Activity:
Return every record below exactly.

Data to examine:
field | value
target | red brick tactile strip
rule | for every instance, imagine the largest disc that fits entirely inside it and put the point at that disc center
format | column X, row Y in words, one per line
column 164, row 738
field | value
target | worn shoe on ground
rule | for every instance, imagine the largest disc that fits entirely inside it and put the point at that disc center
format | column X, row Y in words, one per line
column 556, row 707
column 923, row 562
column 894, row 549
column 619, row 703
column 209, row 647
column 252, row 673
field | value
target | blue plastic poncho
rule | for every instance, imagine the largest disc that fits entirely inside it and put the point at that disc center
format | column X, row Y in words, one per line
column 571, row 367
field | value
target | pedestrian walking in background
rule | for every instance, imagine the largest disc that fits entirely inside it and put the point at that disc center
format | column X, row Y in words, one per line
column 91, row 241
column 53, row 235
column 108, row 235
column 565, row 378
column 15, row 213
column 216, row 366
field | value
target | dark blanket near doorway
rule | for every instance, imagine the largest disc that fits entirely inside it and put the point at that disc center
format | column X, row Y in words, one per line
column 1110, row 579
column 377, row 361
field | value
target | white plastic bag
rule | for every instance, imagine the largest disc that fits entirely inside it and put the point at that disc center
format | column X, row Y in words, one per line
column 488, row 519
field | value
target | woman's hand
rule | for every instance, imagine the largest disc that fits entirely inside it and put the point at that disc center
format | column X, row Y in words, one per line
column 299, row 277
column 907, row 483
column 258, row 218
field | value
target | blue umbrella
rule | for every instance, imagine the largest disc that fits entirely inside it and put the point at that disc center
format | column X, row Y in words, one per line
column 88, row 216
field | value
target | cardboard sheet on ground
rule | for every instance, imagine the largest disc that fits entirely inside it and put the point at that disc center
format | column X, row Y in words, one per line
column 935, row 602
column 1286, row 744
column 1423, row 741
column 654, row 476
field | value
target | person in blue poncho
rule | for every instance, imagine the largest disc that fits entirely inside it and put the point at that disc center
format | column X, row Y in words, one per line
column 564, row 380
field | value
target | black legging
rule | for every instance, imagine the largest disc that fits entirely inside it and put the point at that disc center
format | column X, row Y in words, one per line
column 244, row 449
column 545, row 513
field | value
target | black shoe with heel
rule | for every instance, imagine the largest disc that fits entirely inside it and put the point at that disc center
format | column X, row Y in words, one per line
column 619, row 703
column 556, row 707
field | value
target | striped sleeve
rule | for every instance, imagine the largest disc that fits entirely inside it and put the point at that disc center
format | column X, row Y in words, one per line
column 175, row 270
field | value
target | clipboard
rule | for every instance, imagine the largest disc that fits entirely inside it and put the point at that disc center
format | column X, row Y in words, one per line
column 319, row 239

Exercise output:
field | value
target | red brick tactile strip
rule | for every instance, imagine the largest disc that fits entirely inside it and put the point at that disc center
format | column X, row Y in words, one per line
column 164, row 738
field | value
target | worn shoe on ground
rule | for every instance, imagine the largest disc that fits entirely inside it and put the point at that disc center
format | column X, row Y in words, one per line
column 556, row 707
column 923, row 562
column 894, row 549
column 619, row 703
column 209, row 647
column 252, row 673
field | value
target | blue plastic poncho
rule | for every instance, imagine the largest disc that fits entirely inside it and put the point at that disc center
format | column X, row Y in words, one per line
column 571, row 367
field | value
target | pedestrian walking in background
rule | for every instance, imagine the largest disc that fits entirely inside it and put the point at that disc center
format | column X, row Y in words, one per line
column 91, row 241
column 53, row 235
column 108, row 235
column 565, row 378
column 15, row 213
column 216, row 366
field | value
target | dark blanket near doorway
rule | for every instance, imagine the largest disc that fits entirely inside it and put the point at that disc center
format | column X, row Y in words, one per line
column 1110, row 579
column 377, row 361
field | value
target | white plastic bag
rule | for every instance, imagine the largest disc that fits entirely inside it and put the point at that disc center
format | column X, row Y in words, one per line
column 488, row 519
field | value
target | woman's hand
rule | for every instance, imagine the largest disc that fits entirely inside it and put the point at that disc center
format | column X, row Y in words, one per line
column 299, row 277
column 907, row 483
column 258, row 218
field | value
target | blue umbrella
rule | for every instance, imagine the largest disc that fits entirely inside it and put the point at that disc center
format | column X, row Y in words, one per line
column 88, row 216
field | value
target | cardboard sheet on ground
rule | for every instance, imagine the largest disc that fits entirely inside it and put the point at that disc center
format | column X, row Y in words, one per line
column 935, row 602
column 1286, row 744
column 1423, row 741
column 654, row 476
field | value
target | person in blue poncho
rule | for every instance, imagine the largest disc that fits entirely inside it and put the point at that disc center
format | column X, row Y in words, one per line
column 564, row 380
field | value
target | black legging
rule | for every instance, imagine the largest disc that fits entirely inside it and put the point at that disc center
format | column X, row Y in words, one per line
column 244, row 449
column 545, row 513
field | value
target | black shoe with heel
rule | for every instance, imagine the largest disc that fits entirely inside it and put the point at that disc center
format | column X, row Y in words, one per line
column 619, row 703
column 556, row 707
field | value
target | striped sleeve
rule | for every instance, imagine the largest disc that fits entirely inside it and put the point at that disc center
format | column X, row Y in words, one per line
column 175, row 270
field | value
target | clipboard
rule | for every instance, imagine the largest disc that fits entirely inside it and put the point at that disc center
format | column X, row Y in words, one per line
column 319, row 239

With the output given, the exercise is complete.